-- TO BE DONE --
**a)** Using the Zappa birthday bundle text, decide whether each statement agrees with it, answering yes or no and quoting the words that settle it: (i) The release came out on iTunes on December 21, 2008. (ii) It was Frank Zappa's first album on iTunes. (iii) The extra A in the title stands for "Again".
**b)** Extend the text on the Zappa birthday bundle from the point where it stops.

══ READING TEXT ══

The Frank Zappa AAAFNRAAA Birthday Bundle 2008 was released as a digital download on iTunes on December 21, 2008. It consists of five previously unreleased tracks performed by Frank Zappa, and new tracks featuring Zappa's children, producer Joe Travers and others. It is the second iTunes album by Frank Zappa, the first being The Frank Zappa AAAFNRAA Birthday Bundle (2006). (AAAFNRAA stands for "Anything Anytime Anywhere for No Reason At All", Zappa's motto of sorts.) The additional A in this release's title stands for "Again".

Track listing
"Dancin' Fool" (Disco Version) - 6:18 (Frank Zappa)
Artist: Frank Zappa
Producer: Frank Zappa
Originally released April 1979 on a 12” single. Released in 1995 by Rykodisc on Strictly Commercial
"More Trouble Every Day" - 5:48 (Frank Zappa)

═══
══ DATA EXCERPTS ══

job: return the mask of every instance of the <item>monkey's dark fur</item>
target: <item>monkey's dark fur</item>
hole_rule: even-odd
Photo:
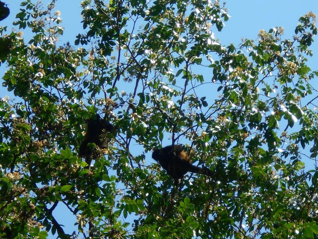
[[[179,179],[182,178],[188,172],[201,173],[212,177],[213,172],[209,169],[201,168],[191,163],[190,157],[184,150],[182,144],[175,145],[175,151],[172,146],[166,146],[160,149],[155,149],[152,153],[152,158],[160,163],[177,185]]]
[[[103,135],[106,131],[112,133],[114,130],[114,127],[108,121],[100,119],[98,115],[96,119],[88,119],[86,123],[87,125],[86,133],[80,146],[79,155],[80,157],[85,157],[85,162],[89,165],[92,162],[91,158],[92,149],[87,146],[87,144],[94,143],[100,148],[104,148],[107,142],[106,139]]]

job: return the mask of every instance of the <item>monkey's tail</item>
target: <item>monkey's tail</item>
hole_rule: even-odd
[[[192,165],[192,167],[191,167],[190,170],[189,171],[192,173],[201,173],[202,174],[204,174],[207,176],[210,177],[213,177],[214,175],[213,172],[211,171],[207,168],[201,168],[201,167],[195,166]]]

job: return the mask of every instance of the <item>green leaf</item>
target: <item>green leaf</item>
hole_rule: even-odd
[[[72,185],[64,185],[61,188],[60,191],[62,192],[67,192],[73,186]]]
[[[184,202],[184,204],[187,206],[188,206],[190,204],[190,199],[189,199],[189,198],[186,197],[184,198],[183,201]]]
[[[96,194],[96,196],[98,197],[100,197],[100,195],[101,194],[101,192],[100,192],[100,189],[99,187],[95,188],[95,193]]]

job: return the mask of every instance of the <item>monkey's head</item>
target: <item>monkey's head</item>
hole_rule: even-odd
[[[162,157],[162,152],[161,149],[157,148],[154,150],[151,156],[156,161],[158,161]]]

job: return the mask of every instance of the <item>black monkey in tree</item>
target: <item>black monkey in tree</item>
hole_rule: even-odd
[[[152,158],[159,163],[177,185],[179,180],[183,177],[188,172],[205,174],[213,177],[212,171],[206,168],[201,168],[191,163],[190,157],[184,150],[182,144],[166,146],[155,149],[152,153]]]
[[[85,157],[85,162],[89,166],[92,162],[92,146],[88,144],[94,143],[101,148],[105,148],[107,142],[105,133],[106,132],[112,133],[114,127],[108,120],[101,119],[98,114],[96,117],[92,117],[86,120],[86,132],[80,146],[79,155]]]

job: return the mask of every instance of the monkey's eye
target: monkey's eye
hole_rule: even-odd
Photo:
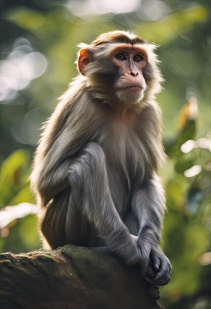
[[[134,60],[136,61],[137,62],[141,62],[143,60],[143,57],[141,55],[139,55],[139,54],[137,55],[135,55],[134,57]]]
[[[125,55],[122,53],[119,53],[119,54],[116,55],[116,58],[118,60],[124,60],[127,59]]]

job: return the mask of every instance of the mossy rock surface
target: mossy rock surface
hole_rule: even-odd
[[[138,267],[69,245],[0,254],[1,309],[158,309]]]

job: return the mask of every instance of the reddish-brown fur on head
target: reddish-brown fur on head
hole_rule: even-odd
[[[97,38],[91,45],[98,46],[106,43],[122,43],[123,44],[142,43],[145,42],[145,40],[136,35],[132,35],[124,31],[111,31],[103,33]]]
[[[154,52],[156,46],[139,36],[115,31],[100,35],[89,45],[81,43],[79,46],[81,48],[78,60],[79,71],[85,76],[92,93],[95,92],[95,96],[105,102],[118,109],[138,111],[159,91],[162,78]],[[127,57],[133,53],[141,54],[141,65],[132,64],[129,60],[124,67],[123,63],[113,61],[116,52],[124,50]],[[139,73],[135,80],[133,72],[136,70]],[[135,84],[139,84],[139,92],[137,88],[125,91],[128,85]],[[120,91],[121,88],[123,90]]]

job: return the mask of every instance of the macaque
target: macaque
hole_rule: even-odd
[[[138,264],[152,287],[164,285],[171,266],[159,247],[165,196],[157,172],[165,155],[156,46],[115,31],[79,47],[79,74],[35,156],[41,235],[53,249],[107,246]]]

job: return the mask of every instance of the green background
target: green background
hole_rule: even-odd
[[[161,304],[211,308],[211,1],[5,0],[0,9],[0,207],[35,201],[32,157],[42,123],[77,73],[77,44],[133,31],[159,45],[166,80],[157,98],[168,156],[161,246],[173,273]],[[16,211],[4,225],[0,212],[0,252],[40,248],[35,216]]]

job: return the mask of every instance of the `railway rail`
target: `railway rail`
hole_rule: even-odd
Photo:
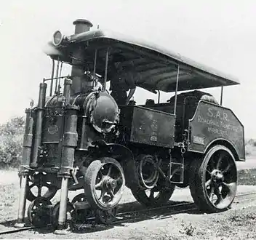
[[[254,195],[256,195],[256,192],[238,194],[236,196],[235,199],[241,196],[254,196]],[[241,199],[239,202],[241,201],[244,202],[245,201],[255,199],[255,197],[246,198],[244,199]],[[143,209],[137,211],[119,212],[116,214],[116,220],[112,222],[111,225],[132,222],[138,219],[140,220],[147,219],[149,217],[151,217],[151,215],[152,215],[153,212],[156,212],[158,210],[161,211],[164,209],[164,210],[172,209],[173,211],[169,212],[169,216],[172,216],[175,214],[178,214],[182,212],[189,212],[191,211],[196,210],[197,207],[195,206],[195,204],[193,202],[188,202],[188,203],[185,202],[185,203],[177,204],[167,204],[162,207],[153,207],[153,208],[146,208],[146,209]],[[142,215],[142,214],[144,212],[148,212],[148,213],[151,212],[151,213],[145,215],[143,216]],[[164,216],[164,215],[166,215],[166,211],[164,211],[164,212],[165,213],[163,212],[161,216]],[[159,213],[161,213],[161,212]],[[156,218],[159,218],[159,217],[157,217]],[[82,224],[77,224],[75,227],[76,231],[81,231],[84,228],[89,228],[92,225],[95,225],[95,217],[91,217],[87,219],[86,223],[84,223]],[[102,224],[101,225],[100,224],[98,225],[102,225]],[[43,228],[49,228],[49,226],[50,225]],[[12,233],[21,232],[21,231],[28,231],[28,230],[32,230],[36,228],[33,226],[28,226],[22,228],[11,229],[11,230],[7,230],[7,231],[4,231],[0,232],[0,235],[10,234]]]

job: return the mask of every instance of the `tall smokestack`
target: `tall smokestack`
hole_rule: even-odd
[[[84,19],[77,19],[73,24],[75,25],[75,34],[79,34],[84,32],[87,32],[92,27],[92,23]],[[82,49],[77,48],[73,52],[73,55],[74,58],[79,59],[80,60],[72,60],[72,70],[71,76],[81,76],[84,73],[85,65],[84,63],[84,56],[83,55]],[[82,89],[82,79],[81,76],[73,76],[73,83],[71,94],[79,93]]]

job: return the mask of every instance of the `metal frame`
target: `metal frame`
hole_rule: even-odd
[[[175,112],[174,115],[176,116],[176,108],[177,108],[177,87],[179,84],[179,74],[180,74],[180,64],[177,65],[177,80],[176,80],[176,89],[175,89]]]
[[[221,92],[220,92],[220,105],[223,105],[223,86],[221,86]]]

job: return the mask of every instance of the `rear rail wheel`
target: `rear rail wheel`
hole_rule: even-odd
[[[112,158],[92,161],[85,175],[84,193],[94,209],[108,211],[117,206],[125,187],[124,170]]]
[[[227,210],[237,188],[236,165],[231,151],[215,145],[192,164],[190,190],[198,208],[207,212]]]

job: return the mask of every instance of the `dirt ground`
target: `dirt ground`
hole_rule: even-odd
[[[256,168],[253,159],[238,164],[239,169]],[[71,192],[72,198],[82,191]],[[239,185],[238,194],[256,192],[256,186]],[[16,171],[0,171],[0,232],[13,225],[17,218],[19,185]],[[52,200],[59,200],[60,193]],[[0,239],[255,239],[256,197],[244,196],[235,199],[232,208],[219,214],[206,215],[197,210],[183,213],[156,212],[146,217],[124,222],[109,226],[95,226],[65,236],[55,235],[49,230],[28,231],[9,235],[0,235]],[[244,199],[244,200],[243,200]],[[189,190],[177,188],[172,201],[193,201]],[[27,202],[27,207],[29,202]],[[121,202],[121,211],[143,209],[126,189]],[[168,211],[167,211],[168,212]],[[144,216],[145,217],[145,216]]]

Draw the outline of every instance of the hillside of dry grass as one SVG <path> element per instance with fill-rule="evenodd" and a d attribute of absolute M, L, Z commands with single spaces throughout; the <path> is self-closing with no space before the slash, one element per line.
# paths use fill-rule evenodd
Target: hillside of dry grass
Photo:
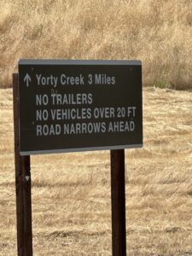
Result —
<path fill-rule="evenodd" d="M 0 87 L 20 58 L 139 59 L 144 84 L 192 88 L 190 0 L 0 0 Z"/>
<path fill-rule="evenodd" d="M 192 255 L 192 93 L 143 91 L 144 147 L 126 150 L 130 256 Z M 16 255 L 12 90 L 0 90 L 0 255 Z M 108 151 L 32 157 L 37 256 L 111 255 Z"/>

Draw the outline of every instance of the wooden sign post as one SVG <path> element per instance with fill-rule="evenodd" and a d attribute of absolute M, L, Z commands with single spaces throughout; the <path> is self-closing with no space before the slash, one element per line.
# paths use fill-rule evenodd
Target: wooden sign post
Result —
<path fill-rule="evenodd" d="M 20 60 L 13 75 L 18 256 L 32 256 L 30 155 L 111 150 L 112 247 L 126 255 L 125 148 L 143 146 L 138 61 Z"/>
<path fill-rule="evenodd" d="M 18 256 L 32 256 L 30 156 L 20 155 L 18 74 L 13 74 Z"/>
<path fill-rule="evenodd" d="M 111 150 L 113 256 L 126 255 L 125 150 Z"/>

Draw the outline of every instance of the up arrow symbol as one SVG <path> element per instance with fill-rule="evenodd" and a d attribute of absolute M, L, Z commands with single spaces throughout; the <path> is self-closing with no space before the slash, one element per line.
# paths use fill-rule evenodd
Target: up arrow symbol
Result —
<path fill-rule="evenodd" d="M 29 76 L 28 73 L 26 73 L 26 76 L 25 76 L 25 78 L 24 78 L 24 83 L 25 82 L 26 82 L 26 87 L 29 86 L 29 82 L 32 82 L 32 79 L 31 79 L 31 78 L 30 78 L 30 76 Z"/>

═══

-- ANSWERS TO THE TASKS --
**a)**
(i) Yes: "was released as a digital download on iTunes on December 21, 2008"
(ii) No: "It is the second iTunes album by Frank Zappa"
(iii) Yes: "The additional A in this release's title stands for "Again"."

**b)**
Artist: Frank Zappa
Producer: Frank Zappa
Recorded live in Wien, Austria, May 8, 1988
"Gorgeous Inca" - 3:25 (Frank Zappa)
 Artist: Frank Zappa
Producer: Frank Zappa
Recorded live in Graz, Austria, March 23, 1979
"Ancient Armaments" - 4:09 (Frank Zappa)
Artist: Frank Zappa 
Producer: Frank Zappa 
Originally released as a B-side to the single "I Don’t Want To Get Drafted". Recorded live in New York City, October 31, 1978
"America the Beautiful" - 3:35 (Traditional)
Artist: Frank Zappa 
Producer: Frank Zappa 
Recorded live in Uniondale, New York, March 25, 1988
"You're a Mean One, Mr. Grinch" - 3:12 (Dr. Seuss & Albert Hague)
 Artist: Dweezil Zappa with Ahmet Zappa (vocals)
Producer: Dweezil Zappa 
Originally released in 2000 on the Dweezil Zappa CD Automatic
"Saturday Girl" - 2:50 (Dweezil Zappa)
Artist: Dweezil Zappa 
Producer: Dweezil Zappa 
"Alice" - 5:12
Artist: Diva Zappa 
Producer: Dweezil Zappa
"Espanoza" - 3:26
Artist: Diva Zappa
Producer: Dweezil Zappa
"Dumb All Over" - 5:46 (Frank Zappa)
Artist: Melanie Starks
Producer: Joe Travers
"Twenty Small Cigars" - 5:49 (Frank Zappa)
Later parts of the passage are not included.